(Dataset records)
····················

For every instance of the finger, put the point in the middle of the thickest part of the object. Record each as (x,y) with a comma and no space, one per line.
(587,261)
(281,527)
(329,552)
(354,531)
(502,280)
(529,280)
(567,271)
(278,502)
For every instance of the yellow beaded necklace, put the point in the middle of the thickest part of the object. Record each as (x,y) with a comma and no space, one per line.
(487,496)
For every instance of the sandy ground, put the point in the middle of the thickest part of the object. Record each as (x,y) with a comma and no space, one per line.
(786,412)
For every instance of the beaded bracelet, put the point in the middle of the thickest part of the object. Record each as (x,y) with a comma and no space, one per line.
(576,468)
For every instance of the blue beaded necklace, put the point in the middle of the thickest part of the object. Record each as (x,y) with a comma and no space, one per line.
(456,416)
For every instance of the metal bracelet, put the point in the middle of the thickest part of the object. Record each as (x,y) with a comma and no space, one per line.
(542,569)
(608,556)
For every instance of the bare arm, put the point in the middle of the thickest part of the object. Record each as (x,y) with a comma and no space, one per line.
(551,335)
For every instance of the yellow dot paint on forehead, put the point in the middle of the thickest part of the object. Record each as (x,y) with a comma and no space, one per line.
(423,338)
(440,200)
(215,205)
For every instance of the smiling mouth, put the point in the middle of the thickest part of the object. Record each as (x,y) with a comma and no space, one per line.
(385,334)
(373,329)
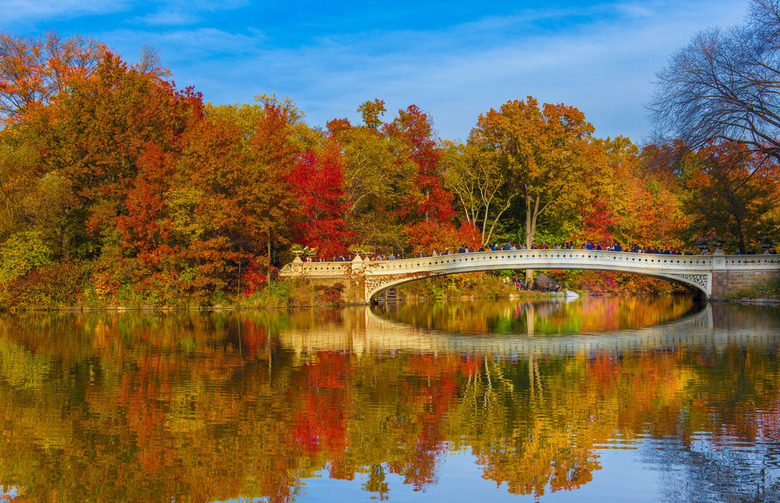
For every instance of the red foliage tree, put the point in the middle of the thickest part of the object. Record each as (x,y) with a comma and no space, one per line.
(318,184)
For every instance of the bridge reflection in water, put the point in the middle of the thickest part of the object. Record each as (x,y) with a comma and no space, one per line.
(710,276)
(362,329)
(351,404)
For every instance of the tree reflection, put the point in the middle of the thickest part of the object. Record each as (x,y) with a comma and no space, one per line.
(145,408)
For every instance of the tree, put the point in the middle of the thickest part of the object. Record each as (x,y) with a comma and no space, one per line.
(723,85)
(378,176)
(318,185)
(482,188)
(33,70)
(429,200)
(543,152)
(728,195)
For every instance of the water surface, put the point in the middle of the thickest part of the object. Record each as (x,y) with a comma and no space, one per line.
(589,401)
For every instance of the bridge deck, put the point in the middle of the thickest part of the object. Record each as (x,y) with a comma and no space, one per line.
(697,271)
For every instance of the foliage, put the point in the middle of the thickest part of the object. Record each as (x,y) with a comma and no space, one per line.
(167,200)
(21,253)
(723,85)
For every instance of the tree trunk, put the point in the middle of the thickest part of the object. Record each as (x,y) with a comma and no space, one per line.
(268,269)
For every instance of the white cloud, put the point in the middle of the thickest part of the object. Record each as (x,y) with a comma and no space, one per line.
(36,10)
(169,18)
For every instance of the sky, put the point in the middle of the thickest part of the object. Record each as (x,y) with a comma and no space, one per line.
(454,59)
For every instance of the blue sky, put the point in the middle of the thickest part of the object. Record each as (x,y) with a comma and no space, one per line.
(454,59)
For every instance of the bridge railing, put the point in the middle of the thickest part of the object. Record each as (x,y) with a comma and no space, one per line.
(537,259)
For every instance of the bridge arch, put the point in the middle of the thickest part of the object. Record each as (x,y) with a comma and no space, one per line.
(712,275)
(692,271)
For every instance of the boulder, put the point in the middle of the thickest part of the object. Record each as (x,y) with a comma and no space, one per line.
(546,283)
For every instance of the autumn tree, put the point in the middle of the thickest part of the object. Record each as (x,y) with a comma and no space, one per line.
(723,85)
(33,70)
(317,182)
(482,188)
(543,152)
(730,193)
(378,176)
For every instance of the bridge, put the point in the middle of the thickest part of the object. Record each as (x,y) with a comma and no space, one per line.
(710,276)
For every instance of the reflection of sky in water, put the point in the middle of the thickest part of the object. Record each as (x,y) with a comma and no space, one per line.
(623,477)
(685,410)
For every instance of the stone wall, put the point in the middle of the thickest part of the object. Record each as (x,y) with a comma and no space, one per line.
(725,282)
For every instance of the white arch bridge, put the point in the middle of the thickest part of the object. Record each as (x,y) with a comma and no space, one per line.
(712,276)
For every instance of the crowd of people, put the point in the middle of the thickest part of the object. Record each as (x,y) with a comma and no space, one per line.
(510,246)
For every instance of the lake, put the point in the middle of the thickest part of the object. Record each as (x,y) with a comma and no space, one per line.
(629,399)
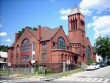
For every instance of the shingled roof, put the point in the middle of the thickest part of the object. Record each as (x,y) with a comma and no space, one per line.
(46,33)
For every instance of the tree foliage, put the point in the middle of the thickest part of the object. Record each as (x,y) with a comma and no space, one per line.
(3,48)
(103,47)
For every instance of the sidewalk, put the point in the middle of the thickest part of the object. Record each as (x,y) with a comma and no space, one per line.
(47,77)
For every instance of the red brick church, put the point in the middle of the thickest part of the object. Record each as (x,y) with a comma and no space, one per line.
(51,47)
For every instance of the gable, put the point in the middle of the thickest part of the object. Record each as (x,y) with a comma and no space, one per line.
(26,34)
(60,33)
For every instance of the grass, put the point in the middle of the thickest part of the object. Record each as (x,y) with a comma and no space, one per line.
(4,72)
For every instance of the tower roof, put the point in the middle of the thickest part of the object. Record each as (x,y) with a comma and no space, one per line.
(75,11)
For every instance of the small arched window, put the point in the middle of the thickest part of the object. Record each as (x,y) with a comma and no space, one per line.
(61,43)
(88,52)
(25,45)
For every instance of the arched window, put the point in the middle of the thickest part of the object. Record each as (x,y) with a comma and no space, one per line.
(25,45)
(88,52)
(61,43)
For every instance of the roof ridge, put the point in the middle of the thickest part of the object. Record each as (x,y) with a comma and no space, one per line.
(75,10)
(32,33)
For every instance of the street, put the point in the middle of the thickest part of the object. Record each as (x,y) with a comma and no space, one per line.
(101,75)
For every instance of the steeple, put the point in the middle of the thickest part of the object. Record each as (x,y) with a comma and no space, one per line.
(75,11)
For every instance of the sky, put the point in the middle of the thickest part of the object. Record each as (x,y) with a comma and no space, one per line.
(17,14)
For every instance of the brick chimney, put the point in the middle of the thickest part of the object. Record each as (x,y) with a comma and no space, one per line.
(16,37)
(39,32)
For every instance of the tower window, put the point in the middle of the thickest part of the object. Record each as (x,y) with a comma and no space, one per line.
(61,43)
(82,23)
(25,45)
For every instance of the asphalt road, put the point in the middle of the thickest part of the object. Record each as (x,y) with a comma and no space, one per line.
(101,75)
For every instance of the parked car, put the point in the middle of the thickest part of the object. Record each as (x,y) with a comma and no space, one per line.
(103,64)
(93,66)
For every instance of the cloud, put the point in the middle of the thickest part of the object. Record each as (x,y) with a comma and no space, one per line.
(101,25)
(3,34)
(86,12)
(98,5)
(8,40)
(64,17)
(64,13)
(0,25)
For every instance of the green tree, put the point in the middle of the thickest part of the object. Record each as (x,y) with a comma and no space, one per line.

····················

## TASK BRIEF
Return an exact copy of the data above, apart from any pictures.

## EXPECTED ANSWER
For every instance of the finger, put the point in the middle of the thickest part of the object. Record each as (x,y) with a comma and no space, one per line.
(587,261)
(281,527)
(329,552)
(354,531)
(502,280)
(529,280)
(567,271)
(278,502)
For every instance of the yellow beaded necklace, put the point in the middle of the thickest part of the object. Record each as (x,y) with a comma and no space, one per line.
(487,496)
For every instance of the sandy ground, put the point in the middle of the thickest part of the object. Record each as (x,y) with a comma and no space, one per line.
(786,412)
For every instance of the beaded bracelet, put the point in the middle of the thickest part of the object. Record each as (x,y) with a comma and no space, one per line.
(576,468)
For every instance of the blue beaded necklace, put the point in the middle of the thickest part of the object. Record each as (x,y) with a comma and no space, one per line.
(456,416)
For every instance of the metal bracelet, put the point in the middle of the thickest part of the object. Record each as (x,y) with a comma and no space, one per line.
(542,569)
(608,556)
For every instance of the bare arm, put the point in the middle of the thickest part of the object. Record each as (x,y) with a comma and no space, one per line.
(551,335)
For every instance of the yellow dot paint on forehead, put the point in the middle of the thickest part of the object. Record each as (x,y) with a comma and no space, one per line.
(423,338)
(440,200)
(215,205)
For every instance of the smiling mouth, put the point in the middle of the thickest part of the object. Record each as (x,y) with a comma and no space, one per line.
(385,334)
(373,329)
For every instance of the red foliage tree, put the point in the middle of the thickest part of the object. Record each as (x,y) with a comma and no space, one per line.
(318,184)
For every instance of the bridge reflection in water, put the point in the middle of the thickest part of the object. Record each as (x,y) with a comma and no space, one per line.
(710,276)
(362,329)
(351,404)
For every instance of the tree reflection, put the point in the middle of the thickest part of the object. Record each as (x,y) with a comma and no space, one per line.
(145,408)
For every instance of the tree, put the point in the middle of the thickest part of the object. Record each as (x,y) with a comma and no space, one per line.
(723,85)
(378,176)
(318,185)
(482,188)
(33,70)
(429,200)
(543,152)
(728,195)
For every instance of the water surface, put the point in the middle of the thickest part of the object. Record each as (x,y) with a comma and no space, one per line.
(589,401)
For every instance of the bridge deck, put the point in the middle of the thickest part of the object. Record each as (x,y) with a comma and no space, one per line.
(697,271)
For every instance of the foliage, put the point in the middle of the thickest part of the object. Record each as (x,y) with a comma and no space, one per line.
(167,200)
(21,253)
(723,85)
For every instance of the tree trunk, put the point in the middle of the thickest part of the object. Record each as (x,y) with a comma and no space, one per line.
(268,269)
For every instance of the white cloud, put the point in the middle of the thickest part of the object. Record each as (x,y) with a comma and no space, one per line.
(36,10)
(169,18)
For every instance of the sky, put the point in the middle of the thickest part of the object. Record each as (x,y) with a comma and no space, one per line.
(454,59)
For every instance of the blue sky, put the point in the middle of the thickest part of the object. Record each as (x,y) with a comma and no space, one per line.
(454,59)
For every instance of the bridge railing, put the point in the middle of the thickest part of the object. Record each as (x,y) with a comma and no space, one per line.
(537,259)
For every instance of the bridge arch, put the point in the middle of the thickest part of the object. Record each as (x,y) with a comma and no space, one per line.
(712,275)
(692,271)
For every instance of the boulder, put the point in the middle of the thickest part of the object. Record each as (x,y) with a comma and no space, one per line.
(546,283)
For every instance of the autumn tree, put the point in the middle of the thickest part of the object. Record each as (x,y) with a comma and no space, one per line.
(723,85)
(33,70)
(317,182)
(482,188)
(543,152)
(730,193)
(378,176)
For every instance of the bridge, put the point in the middle of the thickest part of the object. Record each as (x,y) with a comma and no space, one per line.
(710,276)
For every instance of the reflection of sky in water, put the point in the middle of the thickest part of the object. Record each as (x,y) with a comma and no space, one per line.
(623,477)
(685,410)
For every instance of the stone wall, put the point in the middle of the thickest part of the object. Record each as (x,y) with a comma and no space, one per line.
(725,282)
For every instance of the white arch bridge, put the point in the middle of the thickest part of the object. Record each as (x,y) with a comma and no space, one per line.
(712,276)
For every instance of the crowd of people, put the point in the middle of the thickest part of the object. Record each as (x,y) with a comma and no space, one per line.
(510,246)
For every instance of the lake, put the point in the middle of the thickest part of the object. Record each as (x,y) with a comma and no space, one per line.
(629,399)
For every instance of the shingled roof, put the point in the middle of the thickest part of the object. Record each as (x,y) with a comma and no space, one per line.
(46,33)
For every instance of the tree foliage, put the point in the middle of the thickest part of the object. Record each as (x,y) with a comma and no space, one per line.
(3,48)
(103,47)
For every instance of the sidewalk, put the point in the middle of the thickest part of the object. Record each as (x,y) with a comma and no space, one per line.
(47,77)
For every instance of the red brick church, put the point in the middle of the thickest part of the object. Record each as (x,y) with a comma and no space, one per line.
(51,47)
For every instance of the gable, put the point in the middle of the thickest part of the object. Record each as (x,y) with a comma and no space, one per line.
(26,34)
(60,33)
For every instance of the grass, put the point in the middle of the thickest part of the object. Record each as (x,y) with a comma and no space, one per line.
(4,72)
For every instance of the tower roof, put the point in the middle of the thickest part of the object. Record each as (x,y) with a comma and no space, one per line.
(75,11)
For every instance of the small arched window, put the point in the middle of the thickest part of the object. Record each as (x,y) with a comma and no space, one per line.
(61,43)
(88,52)
(25,45)
For every instance of the arched window, put the point in the middle of the thickest part of the object. Record each as (x,y) with a comma and no space, one per line.
(25,45)
(88,52)
(61,43)
For every instance of the roof ridge, put the point in the middle of the thickest part of the object. Record each as (x,y) with a comma and no space, one per line.
(75,10)
(32,33)
For every instance of the street, put the point in the middle of the thickest part of the object. Record each as (x,y) with a comma and no space, one per line.
(101,75)
For every instance of the steeple, put the point in the middle of the thickest part of the object. Record each as (x,y) with a comma and no space, one per line.
(75,11)
For every instance of the sky, put the point in the middle of the thickest part of the object. Record each as (x,y) with a comma and no space, one per line.
(17,14)
For every instance of the brick chimney, put the point in the middle of the thickest part of the object. Record each as (x,y) with a comma and no space, one per line.
(16,37)
(39,32)
For every instance of the tower window, put the point in the middle of the thickest part of the object. Record each as (x,y) with a comma and no space, one per line.
(61,43)
(82,23)
(25,45)
For every instance of the asphalt road, put the point in the middle of the thickest part of the object. Record each as (x,y) with a comma and no space, one per line.
(101,75)
For every instance of the parked car, put the point in the middle of the thickest part of the object. Record each as (x,y) with a comma and no space, one per line.
(103,64)
(93,66)
For every instance of the cloud, put the point in the middle of the thickest part of the object. Record each as (x,y) with a comma and no space, one per line.
(101,25)
(3,34)
(86,12)
(98,5)
(8,40)
(64,17)
(64,13)
(0,25)
For every instance of the green tree, put the point in the middle of the thickest part of the object. Record each as (x,y) with a comma and no space, one per line.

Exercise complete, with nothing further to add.